PAGE EXTRACT:
** BEGIN **

Section 19.1 Covenant to Sign Documents. Each Member covenants, for itself, himself or herself and its, his or her successors and assigns, to execute, with acknowledgment or verification, if required, any and all certificates, documents and other writings which may be necessary or expedient to form and/or establish the Company and the Series and to achieve their purposes, including the Certificate, any certificate of registered series and all amendments thereto, and all such filings, records or publications necessary or appropriate laws of any jurisdiction in which the Company or any Series shall conduct their business.

 

Section 19.2 Notices. Except as otherwise expressly provided for in this Agreement, all notices which any Member may desire or may be required to give any other Members shall be in writing and shall be deemed duly given when delivered personally, when deposited in the United States mail, first-class postage pre-paid, when publicly disclosed by press release or in a filing with the SEC, when delivered electronically, or when made publicly in any other manner, including by press release, to the extent permitted by the Act.

** END **

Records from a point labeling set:

** BEGIN **

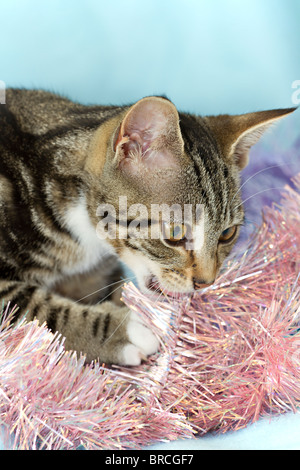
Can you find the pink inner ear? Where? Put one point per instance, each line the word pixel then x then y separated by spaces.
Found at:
pixel 141 137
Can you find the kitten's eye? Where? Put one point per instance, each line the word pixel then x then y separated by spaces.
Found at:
pixel 228 234
pixel 174 233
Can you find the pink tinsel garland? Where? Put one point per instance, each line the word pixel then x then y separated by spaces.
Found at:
pixel 229 354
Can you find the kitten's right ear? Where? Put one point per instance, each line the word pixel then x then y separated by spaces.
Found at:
pixel 149 137
pixel 237 134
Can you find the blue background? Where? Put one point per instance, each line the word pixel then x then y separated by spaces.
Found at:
pixel 208 56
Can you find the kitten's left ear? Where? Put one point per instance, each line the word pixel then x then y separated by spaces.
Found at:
pixel 149 136
pixel 237 134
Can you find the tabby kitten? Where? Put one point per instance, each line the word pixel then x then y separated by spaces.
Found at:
pixel 59 160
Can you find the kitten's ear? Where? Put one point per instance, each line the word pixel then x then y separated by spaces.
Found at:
pixel 237 134
pixel 149 136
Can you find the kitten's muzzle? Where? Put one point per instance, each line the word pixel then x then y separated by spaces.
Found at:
pixel 200 283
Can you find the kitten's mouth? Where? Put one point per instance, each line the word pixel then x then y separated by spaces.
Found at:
pixel 155 287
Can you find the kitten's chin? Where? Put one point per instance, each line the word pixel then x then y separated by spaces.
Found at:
pixel 154 289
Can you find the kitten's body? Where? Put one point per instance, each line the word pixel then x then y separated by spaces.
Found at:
pixel 59 160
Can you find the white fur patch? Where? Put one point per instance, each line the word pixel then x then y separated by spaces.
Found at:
pixel 78 222
pixel 144 342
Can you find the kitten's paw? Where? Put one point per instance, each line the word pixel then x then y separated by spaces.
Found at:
pixel 142 342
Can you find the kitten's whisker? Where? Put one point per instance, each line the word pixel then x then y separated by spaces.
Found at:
pixel 105 287
pixel 111 292
pixel 116 329
pixel 259 192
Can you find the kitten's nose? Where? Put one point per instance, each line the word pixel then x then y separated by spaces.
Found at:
pixel 200 284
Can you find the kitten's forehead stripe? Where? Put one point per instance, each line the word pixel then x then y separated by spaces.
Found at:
pixel 210 168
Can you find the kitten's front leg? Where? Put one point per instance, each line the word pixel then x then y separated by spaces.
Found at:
pixel 112 334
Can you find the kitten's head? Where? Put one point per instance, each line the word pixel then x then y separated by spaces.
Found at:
pixel 159 156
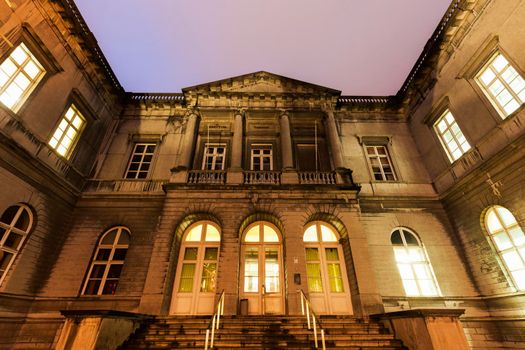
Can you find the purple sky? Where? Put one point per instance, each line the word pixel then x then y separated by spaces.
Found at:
pixel 361 47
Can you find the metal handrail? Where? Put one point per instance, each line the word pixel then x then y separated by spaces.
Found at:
pixel 214 322
pixel 306 306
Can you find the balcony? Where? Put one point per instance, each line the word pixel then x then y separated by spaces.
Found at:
pixel 221 177
pixel 124 186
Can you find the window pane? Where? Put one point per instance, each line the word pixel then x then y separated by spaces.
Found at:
pixel 269 234
pixel 310 234
pixel 13 241
pixel 186 279
pixel 512 260
pixel 312 254
pixel 212 234
pixel 211 253
pixel 271 270
pixel 208 277
pixel 195 234
pixel 336 280
pixel 331 254
pixel 313 274
pixel 103 254
pixel 251 270
pixel 252 235
pixel 327 234
pixel 115 270
pixel 190 253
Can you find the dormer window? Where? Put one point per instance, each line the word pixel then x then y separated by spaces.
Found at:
pixel 214 156
pixel 20 73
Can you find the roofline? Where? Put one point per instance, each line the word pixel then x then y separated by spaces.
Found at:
pixel 333 91
pixel 430 47
pixel 82 28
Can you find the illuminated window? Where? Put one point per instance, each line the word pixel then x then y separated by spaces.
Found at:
pixel 198 261
pixel 451 136
pixel 20 73
pixel 214 156
pixel 509 240
pixel 323 259
pixel 380 163
pixel 108 260
pixel 140 161
pixel 66 134
pixel 503 85
pixel 15 224
pixel 412 262
pixel 262 158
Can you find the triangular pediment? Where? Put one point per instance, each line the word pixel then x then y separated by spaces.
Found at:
pixel 261 83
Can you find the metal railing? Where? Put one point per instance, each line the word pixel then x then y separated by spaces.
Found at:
pixel 206 177
pixel 214 323
pixel 311 320
pixel 317 177
pixel 262 177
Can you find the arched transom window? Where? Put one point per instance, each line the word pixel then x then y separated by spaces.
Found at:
pixel 15 224
pixel 413 264
pixel 200 252
pixel 509 240
pixel 323 260
pixel 108 260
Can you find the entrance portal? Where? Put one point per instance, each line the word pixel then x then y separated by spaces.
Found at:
pixel 326 273
pixel 261 269
pixel 194 289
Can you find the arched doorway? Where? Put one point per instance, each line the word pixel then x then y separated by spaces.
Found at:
pixel 196 276
pixel 328 287
pixel 262 269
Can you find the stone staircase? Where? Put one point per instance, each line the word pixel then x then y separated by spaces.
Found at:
pixel 261 332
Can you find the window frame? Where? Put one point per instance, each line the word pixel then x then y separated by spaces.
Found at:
pixel 11 227
pixel 72 147
pixel 261 147
pixel 151 163
pixel 26 35
pixel 33 82
pixel 492 242
pixel 205 153
pixel 441 136
pixel 109 262
pixel 426 263
pixel 485 88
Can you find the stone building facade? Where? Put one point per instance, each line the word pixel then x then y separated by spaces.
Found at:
pixel 262 186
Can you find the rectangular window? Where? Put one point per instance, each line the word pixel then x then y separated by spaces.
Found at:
pixel 503 85
pixel 67 132
pixel 214 156
pixel 140 161
pixel 20 73
pixel 262 158
pixel 380 163
pixel 451 136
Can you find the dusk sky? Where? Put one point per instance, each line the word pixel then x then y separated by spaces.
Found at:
pixel 361 47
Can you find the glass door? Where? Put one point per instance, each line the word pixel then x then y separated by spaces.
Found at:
pixel 262 283
pixel 328 287
pixel 195 281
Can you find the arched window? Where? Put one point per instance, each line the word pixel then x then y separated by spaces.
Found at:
pixel 107 263
pixel 509 240
pixel 15 224
pixel 413 264
pixel 196 275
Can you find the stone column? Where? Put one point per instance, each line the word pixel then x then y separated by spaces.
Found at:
pixel 188 141
pixel 237 142
pixel 286 143
pixel 235 174
pixel 179 174
pixel 289 175
pixel 333 139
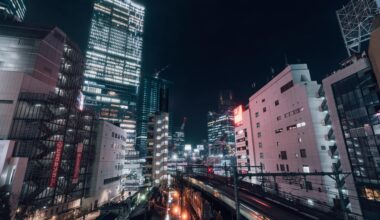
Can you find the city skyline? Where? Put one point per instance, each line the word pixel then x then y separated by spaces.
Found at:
pixel 280 109
pixel 201 44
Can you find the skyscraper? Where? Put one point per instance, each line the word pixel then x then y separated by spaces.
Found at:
pixel 220 125
pixel 152 98
pixel 113 62
pixel 42 120
pixel 13 8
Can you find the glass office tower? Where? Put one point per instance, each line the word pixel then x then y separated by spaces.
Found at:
pixel 152 99
pixel 113 62
pixel 14 8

** END **

DIRECTIVE 1:
According to Section 19.2 of the agreement excerpt, list each circumstance in which a notice is deemed duly given.
DIRECTIVE 2:
Copy the lines of the records from the line containing "Can you find the roofline?" through the line containing "pixel 261 332", both included.
The agreement excerpt and the records have no connection to each other.

OUTPUT 1:
- When delivered personally
- When deposited in the United States mail, first-class postage pre-paid
- When publicly disclosed by press release or in a filing with the SEC
- When delivered electronically
- When made publicly in any other manner, including by press release, to the extent permitted by the Act

OUTPUT 2:
Can you find the roofline? Where? Put one point per instance, each line the word pixel then x then y separated by spaces.
Found at:
pixel 333 91
pixel 430 47
pixel 82 28
Can you find the illuminated window? Where? Put one point per instance, each line the word pixel then x then y separated by spaces.
Found at:
pixel 198 261
pixel 451 136
pixel 20 73
pixel 214 156
pixel 509 240
pixel 323 259
pixel 380 163
pixel 108 260
pixel 140 161
pixel 66 134
pixel 503 85
pixel 15 224
pixel 412 262
pixel 262 158
Can you find the triangular pediment? Where? Put one point per instance, each line the word pixel then x then y separated by spaces.
Found at:
pixel 261 83
Can you find the metal railing? Where? Put one point per instance, each line the word pixel then x then y separated by spaces.
Found at:
pixel 206 177
pixel 214 323
pixel 311 320
pixel 317 177
pixel 262 177
Can you find the arched transom window? Where? Put one point per instance, each line the word pixel then x then y separated by spaces.
Found at:
pixel 15 224
pixel 413 264
pixel 200 252
pixel 509 240
pixel 323 260
pixel 108 260
Can you find the entrance portal? Where? Put one point per instance, each line the word pixel then x then y separated by spaces.
Found at:
pixel 326 273
pixel 261 269
pixel 194 289
Can you find the arched doorway? Where? Put one point per instance, each line the word pixel then x then y separated by spaces.
Found at:
pixel 196 276
pixel 328 287
pixel 262 269
Can you find the stone staircase? Where? Put one point per instance, each line the word pixel then x then y separated by spaces.
Found at:
pixel 261 332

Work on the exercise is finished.